» Brief:
Can you give all the records again without altering a single character?

==== Data for processing ====

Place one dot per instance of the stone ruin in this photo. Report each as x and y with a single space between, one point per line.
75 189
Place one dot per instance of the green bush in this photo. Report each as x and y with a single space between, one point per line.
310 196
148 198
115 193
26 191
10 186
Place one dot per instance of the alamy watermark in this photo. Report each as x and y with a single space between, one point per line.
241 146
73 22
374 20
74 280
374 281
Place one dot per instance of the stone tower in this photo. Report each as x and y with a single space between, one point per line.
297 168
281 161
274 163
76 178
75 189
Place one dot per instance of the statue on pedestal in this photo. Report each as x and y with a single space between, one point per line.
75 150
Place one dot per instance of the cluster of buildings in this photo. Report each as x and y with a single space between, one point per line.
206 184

====

» Output:
Place one dot per instance of the stone ruin in this photo. Report each as x and y with a single space between, one point per line.
75 189
Place one dot per instance of the green bush in this photo. Report each as x and y with a single space between, one point per line.
310 196
148 198
115 193
26 191
10 186
Place one dot per instance of the alamy watermark in this photo. Report each as x and y with a single space between, one point per line.
241 146
73 22
374 20
74 280
374 281
Place one dot per instance of the stone tower in this photo. Report each as x and y with a single space between, one point per line.
297 168
281 161
274 163
76 178
75 189
Place one dot per instance of the statue on pedestal in this photo. Report each as x and y with a single space between, one point per line.
75 150
Place one dot per instance of the cluster of buildings in this photo. Report each as x and y with a single space between, one point per line.
206 184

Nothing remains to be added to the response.